▸ WHAT YOU HAVE TO DO: Can you find every line in the entries below that contains the word "wristwatch"? Copy each of those lines.

BEGIN

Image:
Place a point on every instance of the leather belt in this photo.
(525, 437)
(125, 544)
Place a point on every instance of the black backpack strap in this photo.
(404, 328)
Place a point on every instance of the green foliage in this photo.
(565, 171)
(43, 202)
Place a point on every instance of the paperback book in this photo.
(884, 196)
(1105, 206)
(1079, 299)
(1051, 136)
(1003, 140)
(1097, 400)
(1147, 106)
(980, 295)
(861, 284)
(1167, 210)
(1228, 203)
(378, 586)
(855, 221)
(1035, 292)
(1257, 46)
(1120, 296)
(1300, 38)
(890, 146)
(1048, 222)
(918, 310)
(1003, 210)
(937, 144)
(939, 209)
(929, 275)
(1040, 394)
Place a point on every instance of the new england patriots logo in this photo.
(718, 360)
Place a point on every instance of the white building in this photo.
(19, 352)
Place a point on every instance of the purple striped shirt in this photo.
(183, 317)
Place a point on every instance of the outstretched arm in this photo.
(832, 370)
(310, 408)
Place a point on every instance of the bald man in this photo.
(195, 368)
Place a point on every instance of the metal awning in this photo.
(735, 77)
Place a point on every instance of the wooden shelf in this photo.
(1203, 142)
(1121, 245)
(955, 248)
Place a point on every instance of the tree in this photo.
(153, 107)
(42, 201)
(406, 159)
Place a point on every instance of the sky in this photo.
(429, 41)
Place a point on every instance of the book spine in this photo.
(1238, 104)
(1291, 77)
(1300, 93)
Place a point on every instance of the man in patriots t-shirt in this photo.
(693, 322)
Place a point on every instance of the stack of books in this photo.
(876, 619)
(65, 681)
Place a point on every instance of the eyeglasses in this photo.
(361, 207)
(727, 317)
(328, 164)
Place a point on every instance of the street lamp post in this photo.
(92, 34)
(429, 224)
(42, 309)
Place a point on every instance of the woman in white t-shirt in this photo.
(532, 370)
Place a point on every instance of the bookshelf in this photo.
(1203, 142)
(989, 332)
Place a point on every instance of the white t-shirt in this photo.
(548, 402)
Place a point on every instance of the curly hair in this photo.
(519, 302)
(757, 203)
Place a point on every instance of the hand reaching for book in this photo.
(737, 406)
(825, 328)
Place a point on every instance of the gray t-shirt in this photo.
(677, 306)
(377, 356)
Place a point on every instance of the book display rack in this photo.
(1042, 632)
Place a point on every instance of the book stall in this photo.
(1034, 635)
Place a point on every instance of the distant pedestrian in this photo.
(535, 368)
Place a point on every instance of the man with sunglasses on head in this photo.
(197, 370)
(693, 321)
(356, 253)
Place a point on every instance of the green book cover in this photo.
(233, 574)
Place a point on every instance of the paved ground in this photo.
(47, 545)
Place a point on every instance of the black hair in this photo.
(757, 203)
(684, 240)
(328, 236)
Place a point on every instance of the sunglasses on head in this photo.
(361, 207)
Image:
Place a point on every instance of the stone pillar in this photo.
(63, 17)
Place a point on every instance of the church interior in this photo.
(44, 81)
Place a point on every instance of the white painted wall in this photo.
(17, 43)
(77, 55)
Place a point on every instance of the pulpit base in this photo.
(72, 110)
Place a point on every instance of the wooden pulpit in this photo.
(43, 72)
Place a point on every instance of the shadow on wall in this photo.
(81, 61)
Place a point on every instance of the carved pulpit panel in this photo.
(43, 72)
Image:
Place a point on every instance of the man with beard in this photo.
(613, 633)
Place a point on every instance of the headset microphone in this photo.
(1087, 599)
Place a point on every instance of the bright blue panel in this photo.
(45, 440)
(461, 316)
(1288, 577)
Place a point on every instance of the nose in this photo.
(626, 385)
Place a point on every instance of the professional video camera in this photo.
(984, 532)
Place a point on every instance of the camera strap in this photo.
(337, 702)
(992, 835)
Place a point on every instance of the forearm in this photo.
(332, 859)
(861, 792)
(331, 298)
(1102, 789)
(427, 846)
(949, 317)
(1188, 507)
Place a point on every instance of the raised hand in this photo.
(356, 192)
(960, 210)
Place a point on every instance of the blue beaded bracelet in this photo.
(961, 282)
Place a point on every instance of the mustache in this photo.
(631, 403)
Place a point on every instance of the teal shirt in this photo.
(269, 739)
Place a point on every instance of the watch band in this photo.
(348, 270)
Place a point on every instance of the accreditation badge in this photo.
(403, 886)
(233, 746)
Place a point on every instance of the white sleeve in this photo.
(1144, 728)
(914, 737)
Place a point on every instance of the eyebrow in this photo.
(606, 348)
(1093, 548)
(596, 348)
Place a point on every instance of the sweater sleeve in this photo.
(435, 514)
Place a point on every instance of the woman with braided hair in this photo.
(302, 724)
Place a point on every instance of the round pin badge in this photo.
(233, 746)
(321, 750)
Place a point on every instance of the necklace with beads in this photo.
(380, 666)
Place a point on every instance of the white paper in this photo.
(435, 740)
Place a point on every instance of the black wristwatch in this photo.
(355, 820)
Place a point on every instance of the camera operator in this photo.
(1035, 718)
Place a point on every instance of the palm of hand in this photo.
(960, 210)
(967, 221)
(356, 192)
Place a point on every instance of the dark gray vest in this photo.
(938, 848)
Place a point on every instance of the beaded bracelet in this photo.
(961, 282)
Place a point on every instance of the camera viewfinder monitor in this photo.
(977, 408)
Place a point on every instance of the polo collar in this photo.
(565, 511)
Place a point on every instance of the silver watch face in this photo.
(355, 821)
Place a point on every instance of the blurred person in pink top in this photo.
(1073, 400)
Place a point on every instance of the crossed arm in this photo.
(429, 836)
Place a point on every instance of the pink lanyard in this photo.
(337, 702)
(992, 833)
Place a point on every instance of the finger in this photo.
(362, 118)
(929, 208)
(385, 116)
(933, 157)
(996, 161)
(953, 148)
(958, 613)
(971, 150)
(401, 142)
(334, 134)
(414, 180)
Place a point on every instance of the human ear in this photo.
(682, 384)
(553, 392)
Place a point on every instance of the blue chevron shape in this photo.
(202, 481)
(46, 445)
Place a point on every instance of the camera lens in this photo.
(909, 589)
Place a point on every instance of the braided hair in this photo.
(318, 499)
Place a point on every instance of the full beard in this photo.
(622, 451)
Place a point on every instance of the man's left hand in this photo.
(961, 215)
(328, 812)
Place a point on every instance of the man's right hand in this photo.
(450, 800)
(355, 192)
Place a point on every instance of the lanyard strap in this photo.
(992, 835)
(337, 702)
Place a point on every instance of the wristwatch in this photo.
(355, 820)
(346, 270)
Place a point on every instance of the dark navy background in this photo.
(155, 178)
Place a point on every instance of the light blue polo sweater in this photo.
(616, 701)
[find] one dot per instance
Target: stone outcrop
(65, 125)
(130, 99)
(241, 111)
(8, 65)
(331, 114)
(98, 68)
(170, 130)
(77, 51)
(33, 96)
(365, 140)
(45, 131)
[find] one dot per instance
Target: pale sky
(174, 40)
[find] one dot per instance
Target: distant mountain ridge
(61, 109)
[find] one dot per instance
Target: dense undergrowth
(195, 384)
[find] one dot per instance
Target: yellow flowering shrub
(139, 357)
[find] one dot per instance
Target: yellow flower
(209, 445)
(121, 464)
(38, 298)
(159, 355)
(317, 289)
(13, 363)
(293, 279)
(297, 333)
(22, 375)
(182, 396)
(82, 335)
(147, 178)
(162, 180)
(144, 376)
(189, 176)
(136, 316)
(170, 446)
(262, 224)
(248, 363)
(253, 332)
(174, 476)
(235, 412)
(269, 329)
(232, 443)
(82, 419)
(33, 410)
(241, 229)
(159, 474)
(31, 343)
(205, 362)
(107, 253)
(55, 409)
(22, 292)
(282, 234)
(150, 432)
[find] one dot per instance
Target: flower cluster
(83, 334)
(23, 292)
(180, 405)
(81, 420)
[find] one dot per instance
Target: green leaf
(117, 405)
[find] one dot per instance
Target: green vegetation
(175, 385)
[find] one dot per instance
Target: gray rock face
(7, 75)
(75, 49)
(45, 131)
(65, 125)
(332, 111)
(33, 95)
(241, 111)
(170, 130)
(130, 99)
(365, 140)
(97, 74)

END

▸ OUTPUT FOR THIS TASK:
Place a point on every instance of the black wristwatch in this photo.
Place a point on every instance of the wristwatch in this photo.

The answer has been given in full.